## Exercise prompt:
Copy out the lines starting at the one that contains "it for grassy" and ending at the one that contains "[286,76,324,151]", swapping "shrub" for "bush" and leaving everything else unchanged.

>> begin The data

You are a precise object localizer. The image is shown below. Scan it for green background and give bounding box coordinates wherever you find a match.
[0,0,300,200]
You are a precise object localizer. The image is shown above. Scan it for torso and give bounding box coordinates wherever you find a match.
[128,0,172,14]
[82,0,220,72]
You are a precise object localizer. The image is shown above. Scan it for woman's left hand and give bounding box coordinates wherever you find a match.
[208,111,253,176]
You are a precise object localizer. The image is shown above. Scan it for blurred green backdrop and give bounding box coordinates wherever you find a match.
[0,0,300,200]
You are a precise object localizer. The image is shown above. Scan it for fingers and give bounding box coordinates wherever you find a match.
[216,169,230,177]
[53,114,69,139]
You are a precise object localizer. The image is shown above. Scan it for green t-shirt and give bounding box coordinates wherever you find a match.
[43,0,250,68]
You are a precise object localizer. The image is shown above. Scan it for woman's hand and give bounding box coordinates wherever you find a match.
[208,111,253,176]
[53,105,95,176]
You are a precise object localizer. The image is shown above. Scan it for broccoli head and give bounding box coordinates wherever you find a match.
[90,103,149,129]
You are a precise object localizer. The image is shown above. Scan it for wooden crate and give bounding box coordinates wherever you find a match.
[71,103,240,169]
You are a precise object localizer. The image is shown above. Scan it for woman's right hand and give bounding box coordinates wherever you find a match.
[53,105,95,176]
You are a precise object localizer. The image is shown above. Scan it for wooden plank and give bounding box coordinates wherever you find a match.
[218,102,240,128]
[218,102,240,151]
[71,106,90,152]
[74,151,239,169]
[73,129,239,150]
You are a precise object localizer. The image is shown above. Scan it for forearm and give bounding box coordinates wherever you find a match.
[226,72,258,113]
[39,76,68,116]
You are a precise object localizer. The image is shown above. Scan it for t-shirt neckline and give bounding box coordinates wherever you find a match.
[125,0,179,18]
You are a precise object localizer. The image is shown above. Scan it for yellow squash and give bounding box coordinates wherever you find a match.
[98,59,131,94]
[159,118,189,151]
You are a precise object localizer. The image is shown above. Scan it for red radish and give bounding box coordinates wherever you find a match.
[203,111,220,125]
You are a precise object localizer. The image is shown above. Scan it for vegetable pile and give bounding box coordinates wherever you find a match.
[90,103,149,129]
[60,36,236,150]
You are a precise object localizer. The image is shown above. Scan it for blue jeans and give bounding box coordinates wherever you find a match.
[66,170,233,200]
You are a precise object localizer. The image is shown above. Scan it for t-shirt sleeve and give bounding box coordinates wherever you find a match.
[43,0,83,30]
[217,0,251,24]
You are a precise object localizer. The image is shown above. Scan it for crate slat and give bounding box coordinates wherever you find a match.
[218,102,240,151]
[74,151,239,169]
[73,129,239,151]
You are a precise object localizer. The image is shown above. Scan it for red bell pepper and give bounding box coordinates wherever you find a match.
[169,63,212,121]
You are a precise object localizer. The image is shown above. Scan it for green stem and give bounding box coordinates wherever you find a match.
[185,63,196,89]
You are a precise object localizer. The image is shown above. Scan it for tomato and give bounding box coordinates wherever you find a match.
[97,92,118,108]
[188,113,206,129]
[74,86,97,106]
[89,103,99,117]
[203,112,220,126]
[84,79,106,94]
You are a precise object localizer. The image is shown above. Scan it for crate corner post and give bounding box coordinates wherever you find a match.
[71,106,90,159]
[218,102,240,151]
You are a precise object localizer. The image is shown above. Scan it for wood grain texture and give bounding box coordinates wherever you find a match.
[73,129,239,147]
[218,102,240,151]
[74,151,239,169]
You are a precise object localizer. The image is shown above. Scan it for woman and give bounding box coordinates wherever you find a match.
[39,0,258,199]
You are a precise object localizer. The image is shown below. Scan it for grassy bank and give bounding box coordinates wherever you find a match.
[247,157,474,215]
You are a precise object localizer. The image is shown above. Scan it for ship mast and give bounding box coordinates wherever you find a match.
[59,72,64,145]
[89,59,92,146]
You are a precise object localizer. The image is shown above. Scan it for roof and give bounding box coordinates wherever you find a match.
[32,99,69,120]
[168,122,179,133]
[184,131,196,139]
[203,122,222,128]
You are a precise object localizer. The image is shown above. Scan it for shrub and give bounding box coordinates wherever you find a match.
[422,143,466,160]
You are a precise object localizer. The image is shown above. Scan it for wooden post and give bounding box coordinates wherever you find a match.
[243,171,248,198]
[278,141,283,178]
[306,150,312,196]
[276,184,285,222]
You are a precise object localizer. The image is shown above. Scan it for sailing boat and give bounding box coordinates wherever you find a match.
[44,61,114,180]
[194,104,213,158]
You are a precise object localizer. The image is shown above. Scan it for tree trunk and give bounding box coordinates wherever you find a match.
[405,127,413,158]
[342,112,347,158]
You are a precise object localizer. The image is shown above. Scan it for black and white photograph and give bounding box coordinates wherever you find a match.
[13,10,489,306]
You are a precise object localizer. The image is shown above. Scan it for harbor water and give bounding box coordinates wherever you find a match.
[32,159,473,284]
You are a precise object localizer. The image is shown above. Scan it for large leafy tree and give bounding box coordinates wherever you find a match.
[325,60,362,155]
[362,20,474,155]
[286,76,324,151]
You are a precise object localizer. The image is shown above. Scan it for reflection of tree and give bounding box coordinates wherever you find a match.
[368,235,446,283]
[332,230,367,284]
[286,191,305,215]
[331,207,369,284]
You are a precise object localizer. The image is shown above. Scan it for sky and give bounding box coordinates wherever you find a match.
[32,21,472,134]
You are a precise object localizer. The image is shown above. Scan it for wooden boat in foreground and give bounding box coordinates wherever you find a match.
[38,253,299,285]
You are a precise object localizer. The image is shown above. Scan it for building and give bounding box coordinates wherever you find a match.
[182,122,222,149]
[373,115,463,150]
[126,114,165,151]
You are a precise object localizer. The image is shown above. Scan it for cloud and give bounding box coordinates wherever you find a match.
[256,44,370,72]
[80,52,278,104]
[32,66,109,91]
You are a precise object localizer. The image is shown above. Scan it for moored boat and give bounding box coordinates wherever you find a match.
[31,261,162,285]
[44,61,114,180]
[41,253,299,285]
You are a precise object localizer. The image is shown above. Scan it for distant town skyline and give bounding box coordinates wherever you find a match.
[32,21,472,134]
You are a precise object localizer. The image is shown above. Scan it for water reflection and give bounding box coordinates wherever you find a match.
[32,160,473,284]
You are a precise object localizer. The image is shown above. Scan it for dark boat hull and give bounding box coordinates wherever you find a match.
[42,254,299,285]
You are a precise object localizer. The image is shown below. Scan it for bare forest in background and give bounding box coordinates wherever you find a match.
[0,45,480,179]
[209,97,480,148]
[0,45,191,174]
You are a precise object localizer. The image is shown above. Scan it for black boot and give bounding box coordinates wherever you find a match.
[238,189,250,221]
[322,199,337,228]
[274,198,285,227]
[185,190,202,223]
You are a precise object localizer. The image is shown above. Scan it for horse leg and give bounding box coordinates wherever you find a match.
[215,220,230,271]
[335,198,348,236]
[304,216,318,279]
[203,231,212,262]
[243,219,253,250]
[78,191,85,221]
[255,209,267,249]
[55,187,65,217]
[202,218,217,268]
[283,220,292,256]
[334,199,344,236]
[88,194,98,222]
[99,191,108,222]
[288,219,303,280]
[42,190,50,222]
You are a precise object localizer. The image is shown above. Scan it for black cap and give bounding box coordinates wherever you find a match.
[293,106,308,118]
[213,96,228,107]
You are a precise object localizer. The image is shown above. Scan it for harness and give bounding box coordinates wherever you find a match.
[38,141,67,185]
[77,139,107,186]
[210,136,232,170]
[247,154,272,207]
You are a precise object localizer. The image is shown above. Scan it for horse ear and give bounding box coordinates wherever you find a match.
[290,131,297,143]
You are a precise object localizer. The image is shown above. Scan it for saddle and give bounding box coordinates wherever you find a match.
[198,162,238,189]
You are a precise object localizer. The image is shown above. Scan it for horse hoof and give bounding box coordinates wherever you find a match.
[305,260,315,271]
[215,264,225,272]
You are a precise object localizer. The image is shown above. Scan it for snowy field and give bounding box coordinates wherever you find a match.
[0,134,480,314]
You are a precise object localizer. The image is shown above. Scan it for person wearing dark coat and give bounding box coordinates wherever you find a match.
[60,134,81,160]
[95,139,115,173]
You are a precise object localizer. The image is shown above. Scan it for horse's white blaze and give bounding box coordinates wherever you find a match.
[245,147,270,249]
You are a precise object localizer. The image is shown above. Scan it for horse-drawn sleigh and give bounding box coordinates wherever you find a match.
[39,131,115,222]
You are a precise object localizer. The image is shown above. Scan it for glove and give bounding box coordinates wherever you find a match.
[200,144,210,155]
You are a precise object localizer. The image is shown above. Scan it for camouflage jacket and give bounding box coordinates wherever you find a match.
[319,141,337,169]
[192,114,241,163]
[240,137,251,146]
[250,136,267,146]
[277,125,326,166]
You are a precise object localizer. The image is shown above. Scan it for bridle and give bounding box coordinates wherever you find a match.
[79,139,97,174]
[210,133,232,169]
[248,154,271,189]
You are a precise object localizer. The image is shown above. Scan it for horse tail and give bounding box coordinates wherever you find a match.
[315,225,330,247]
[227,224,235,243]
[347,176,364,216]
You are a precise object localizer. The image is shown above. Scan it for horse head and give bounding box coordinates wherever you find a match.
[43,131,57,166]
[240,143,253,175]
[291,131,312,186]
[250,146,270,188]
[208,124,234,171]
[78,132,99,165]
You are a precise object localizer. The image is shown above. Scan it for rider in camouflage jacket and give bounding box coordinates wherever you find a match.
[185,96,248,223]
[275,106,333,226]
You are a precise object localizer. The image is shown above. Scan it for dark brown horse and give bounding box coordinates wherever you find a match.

>> end The data

## Output of the exercise:
You are a precise object localizer. The image is shown below. Scan it for grassy bank and give bounding box coordinates wherever you find a match.
[247,157,474,215]
You are a precise object localizer. The image is shown above. Scan it for ship mast and give bounding box coordinates wherever you find a match.
[59,72,64,145]
[89,59,92,146]
You are a precise object localizer. The image is shown above. Scan it for roof and give bounding box coordinates wherever you find a match.
[32,99,69,120]
[168,122,179,133]
[184,131,196,139]
[203,122,222,128]
You are a precise object localizer. The image is shown above. Scan it for bush and give bounding box coordinates wherever you find a match.
[422,143,466,160]
You are a precise object localizer. The image is shown above. Scan it for wooden post and give bounding box coordinates wherever you find a match.
[243,171,248,198]
[278,141,283,178]
[306,150,312,196]
[276,184,285,222]
You are a precise object localizer. The image is shown above. Scan it for sailing boat and give bounding box coordinates wherever you find a match.
[44,61,114,180]
[194,104,213,158]
You are a precise object localizer. The image is shown above. Scan it for tree trunk and give bounding box coordinates wherever you find a match.
[405,127,413,158]
[342,112,347,158]
You are a precise object localizer. The image is shown above. Scan it for black and white photograph and give bounding box coordinates wherever you find a match.
[13,10,489,306]
You are a precise object localizer. The image is shown above. Scan it for harbor water and give bounding box coordinates wherever you find a match.
[32,159,473,284]
You are a precise object localizer. The image is shown above. Scan it for large leafy tree and give bounding box coordinates wherever you find a match.
[325,60,362,155]
[362,20,474,155]
[286,76,324,151]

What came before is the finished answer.